▶ GIVEN INSTRUCTION:
Convert the data below, from the line containing "Where in the photo above can the red" through the end of the data, into a Markdown table with the columns Row and Line. Number each line in the Row column, and leave out any blank lines.

-- start of PROVIDED DATA --

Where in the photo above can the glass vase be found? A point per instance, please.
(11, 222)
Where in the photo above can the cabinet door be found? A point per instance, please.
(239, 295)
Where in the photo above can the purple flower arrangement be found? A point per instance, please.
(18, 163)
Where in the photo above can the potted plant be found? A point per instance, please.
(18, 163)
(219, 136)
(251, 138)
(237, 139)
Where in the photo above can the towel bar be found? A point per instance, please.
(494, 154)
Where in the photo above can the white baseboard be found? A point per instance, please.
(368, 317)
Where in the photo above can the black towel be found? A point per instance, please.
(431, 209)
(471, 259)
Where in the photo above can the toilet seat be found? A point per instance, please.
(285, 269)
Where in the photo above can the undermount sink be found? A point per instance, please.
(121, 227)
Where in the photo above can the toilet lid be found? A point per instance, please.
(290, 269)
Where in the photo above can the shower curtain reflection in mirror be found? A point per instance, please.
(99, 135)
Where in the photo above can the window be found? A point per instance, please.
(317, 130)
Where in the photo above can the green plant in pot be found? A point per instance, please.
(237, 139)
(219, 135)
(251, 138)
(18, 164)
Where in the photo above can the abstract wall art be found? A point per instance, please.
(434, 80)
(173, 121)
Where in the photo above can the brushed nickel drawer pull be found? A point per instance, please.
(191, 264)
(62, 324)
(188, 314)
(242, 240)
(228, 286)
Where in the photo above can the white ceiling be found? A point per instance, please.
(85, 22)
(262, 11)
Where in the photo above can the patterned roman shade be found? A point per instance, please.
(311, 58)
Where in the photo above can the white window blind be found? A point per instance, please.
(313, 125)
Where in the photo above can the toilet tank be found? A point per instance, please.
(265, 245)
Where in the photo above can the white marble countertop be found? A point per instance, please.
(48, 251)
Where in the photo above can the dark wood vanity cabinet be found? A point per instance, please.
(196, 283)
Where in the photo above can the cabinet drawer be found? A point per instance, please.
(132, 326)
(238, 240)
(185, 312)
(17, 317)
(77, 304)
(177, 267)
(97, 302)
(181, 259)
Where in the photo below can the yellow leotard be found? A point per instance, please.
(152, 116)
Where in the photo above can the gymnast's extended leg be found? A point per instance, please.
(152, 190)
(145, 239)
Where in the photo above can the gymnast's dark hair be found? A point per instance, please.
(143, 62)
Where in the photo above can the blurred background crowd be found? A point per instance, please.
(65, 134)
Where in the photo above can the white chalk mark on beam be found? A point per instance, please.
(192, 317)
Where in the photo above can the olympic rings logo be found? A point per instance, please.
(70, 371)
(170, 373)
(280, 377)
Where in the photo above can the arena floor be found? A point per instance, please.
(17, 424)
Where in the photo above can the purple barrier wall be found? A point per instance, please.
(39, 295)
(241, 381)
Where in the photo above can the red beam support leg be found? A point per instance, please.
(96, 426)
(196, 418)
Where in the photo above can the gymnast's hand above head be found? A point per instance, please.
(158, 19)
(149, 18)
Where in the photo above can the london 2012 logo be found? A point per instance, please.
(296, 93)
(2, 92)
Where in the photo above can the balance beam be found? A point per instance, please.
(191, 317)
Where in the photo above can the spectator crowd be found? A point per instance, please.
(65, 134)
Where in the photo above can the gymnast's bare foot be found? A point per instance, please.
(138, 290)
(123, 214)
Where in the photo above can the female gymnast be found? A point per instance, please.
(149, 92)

-- end of PROVIDED DATA --

▶ THE REPLY:
| Row | Line |
|---|---|
| 1 | Where in the photo above can the red beam support leg be found? A point per instance, please. |
| 2 | (96, 426) |
| 3 | (196, 418) |
| 4 | Where in the photo above can the gymnast's hand above head be found? A point per instance, please. |
| 5 | (158, 19) |
| 6 | (149, 18) |
| 7 | Where in the photo above can the london 2012 logo be found? A point per instance, please. |
| 8 | (296, 93) |
| 9 | (2, 92) |
| 10 | Where in the photo above can the balance beam be found? A point per instance, please. |
| 11 | (191, 317) |
| 12 | Where in the photo above can the spectator crowd be found? A point per instance, please. |
| 13 | (65, 134) |
| 14 | Where in the photo above can the gymnast's bare foot be found? A point per instance, please. |
| 15 | (138, 290) |
| 16 | (123, 214) |
| 17 | Where in the photo above can the female gymnast be found? A point per instance, please. |
| 18 | (149, 92) |